§ REQUIRED WORK
Extract every line of the listing below that contains the string "shirt", copying each line in full. Matching is case-sensitive.

§ GIVEN INFORMATION

▬▬▬

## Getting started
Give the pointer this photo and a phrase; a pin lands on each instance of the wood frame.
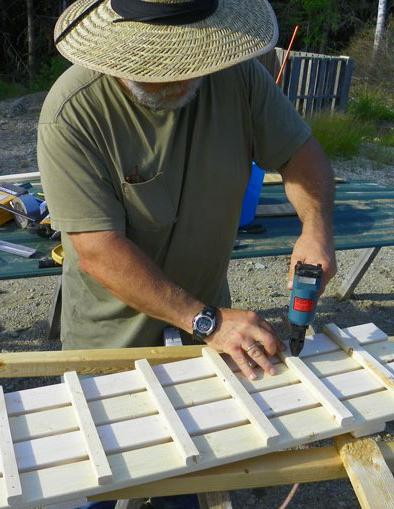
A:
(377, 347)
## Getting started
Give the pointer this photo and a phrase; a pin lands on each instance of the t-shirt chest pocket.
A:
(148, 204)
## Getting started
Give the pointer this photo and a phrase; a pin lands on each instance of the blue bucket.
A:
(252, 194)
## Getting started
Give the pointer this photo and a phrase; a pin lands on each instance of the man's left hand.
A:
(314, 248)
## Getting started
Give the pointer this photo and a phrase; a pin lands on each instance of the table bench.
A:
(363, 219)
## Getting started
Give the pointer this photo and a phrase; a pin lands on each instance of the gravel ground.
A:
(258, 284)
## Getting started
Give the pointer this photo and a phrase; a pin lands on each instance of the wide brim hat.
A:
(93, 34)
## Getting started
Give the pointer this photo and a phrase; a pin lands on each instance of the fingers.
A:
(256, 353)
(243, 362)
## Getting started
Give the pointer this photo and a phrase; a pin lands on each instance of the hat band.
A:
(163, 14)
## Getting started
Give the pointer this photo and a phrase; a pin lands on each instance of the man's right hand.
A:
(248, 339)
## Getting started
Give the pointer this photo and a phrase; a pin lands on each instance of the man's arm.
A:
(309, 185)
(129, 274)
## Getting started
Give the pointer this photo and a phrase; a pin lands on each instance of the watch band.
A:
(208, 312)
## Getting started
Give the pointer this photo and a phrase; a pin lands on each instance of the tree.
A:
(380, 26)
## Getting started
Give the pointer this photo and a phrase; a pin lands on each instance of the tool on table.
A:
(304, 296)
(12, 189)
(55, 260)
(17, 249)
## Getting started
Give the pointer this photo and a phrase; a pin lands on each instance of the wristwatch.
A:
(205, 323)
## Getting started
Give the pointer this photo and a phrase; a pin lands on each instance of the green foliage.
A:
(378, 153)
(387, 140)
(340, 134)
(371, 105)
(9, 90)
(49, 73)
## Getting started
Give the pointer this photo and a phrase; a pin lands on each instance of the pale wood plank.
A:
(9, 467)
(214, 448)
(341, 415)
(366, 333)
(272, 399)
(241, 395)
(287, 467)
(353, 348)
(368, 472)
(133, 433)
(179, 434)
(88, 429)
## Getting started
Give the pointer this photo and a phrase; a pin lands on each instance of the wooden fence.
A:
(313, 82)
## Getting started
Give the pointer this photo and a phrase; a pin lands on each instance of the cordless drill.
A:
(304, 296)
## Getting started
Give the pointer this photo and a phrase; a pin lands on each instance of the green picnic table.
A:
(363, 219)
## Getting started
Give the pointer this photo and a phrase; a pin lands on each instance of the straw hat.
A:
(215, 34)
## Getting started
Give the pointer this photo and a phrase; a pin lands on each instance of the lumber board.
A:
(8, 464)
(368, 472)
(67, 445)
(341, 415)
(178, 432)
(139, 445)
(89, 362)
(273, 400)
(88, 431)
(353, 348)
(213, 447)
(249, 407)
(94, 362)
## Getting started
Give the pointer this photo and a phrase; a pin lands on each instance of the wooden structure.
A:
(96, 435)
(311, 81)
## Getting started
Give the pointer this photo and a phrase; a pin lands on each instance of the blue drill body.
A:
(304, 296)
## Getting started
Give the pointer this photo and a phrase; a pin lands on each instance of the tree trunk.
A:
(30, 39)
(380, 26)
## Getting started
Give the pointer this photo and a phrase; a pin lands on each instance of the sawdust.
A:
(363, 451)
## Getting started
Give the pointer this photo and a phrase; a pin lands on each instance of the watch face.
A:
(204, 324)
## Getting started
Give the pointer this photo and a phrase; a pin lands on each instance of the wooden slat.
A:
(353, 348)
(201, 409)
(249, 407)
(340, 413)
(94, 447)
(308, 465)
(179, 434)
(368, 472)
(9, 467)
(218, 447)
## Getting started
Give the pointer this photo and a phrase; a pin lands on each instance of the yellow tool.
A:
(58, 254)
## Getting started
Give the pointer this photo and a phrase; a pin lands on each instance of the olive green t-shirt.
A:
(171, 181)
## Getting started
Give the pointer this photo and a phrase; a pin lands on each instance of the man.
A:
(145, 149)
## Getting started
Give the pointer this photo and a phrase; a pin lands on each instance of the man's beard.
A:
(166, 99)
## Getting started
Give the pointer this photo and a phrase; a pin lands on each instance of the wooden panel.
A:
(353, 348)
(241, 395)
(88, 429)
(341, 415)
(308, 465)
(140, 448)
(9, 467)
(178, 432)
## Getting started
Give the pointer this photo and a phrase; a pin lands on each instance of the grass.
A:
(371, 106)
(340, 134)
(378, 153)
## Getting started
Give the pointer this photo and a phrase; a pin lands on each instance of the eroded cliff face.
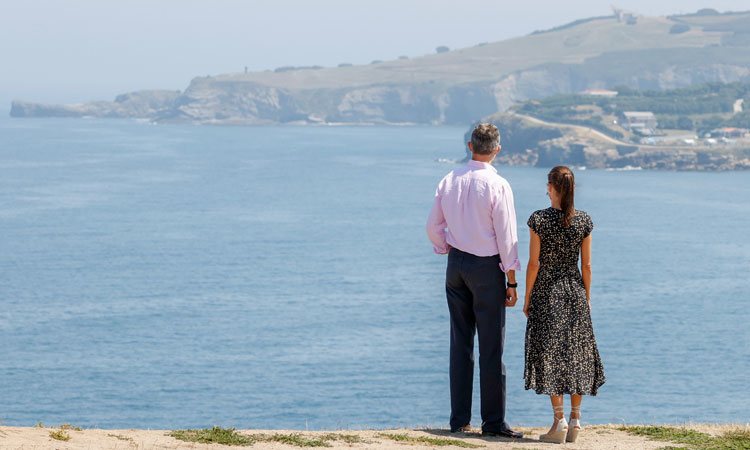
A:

▬▬▬

§ SOLUTION BELOW
Give the pointer this photo and a phrase; a pin lands on each instance of the t-shirt chest pocket.
Give the pointer this photo and a phrase; a pin lands on each instance of the olive green t-shirt.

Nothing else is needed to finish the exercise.